*** Exercise material Section Begins ***

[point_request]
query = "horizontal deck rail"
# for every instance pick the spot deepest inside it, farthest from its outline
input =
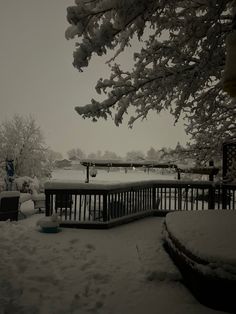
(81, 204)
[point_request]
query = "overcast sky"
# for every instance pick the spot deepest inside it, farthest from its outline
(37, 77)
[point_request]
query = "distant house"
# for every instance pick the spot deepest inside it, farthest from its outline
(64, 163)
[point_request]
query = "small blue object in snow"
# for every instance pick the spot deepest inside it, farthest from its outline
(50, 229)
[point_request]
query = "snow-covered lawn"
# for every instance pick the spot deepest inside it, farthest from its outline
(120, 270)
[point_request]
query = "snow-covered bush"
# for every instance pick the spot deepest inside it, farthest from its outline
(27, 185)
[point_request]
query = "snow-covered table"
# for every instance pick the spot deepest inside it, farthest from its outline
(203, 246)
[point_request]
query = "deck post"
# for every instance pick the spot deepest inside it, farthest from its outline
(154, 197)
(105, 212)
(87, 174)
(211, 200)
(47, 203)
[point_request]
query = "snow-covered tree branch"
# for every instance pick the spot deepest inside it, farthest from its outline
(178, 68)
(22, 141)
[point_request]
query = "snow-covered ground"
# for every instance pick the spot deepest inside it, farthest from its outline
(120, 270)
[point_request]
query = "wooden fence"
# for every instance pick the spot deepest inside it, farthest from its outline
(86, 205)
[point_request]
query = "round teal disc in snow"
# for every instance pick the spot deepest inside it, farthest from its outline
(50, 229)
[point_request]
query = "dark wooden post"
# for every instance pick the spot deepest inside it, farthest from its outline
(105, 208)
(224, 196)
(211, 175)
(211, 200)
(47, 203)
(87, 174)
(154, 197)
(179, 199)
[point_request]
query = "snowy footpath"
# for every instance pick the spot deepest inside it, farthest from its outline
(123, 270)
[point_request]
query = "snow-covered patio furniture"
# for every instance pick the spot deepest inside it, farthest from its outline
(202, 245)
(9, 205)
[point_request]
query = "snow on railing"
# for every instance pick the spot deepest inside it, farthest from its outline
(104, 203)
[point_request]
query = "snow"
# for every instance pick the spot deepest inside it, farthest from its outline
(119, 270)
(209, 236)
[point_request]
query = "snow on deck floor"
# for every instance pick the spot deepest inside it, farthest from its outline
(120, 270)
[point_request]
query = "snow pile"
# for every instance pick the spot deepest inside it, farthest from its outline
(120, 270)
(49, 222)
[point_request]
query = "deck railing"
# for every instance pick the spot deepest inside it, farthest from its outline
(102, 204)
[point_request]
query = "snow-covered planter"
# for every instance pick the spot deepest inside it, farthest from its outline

*** Exercise material Section Ends ***
*** Exercise material Section Begins ***

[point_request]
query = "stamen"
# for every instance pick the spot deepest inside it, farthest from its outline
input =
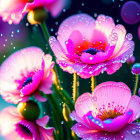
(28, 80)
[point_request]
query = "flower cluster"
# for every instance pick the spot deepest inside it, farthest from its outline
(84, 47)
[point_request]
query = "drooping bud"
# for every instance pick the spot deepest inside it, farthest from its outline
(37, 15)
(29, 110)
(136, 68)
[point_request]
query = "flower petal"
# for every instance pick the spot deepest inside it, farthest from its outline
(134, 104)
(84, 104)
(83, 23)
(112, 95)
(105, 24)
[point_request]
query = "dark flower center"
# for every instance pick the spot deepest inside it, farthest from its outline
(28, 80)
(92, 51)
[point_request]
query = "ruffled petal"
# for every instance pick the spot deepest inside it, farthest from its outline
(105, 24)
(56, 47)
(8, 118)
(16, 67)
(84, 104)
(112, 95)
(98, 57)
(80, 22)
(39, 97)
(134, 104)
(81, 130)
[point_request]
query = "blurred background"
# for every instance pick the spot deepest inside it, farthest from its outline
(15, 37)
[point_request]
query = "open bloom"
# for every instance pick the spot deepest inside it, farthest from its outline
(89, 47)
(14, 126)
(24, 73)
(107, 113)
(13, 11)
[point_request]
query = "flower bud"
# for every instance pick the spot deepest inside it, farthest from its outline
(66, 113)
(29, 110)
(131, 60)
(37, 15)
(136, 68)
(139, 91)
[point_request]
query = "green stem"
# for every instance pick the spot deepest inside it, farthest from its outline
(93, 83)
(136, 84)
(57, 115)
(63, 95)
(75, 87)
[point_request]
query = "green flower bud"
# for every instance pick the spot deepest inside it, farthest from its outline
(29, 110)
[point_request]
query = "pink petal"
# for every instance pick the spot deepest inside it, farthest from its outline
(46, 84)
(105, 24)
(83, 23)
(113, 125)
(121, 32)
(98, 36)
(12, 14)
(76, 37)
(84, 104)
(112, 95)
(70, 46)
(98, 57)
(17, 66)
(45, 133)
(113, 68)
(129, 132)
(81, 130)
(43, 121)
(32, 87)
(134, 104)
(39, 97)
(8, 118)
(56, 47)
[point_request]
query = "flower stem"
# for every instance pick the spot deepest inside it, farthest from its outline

*** Exercise material Section Ends ***

→ **Assignment**:
A single figure is required: the number of lines above in which the word "petal" occurs.

→ **Task output**:
3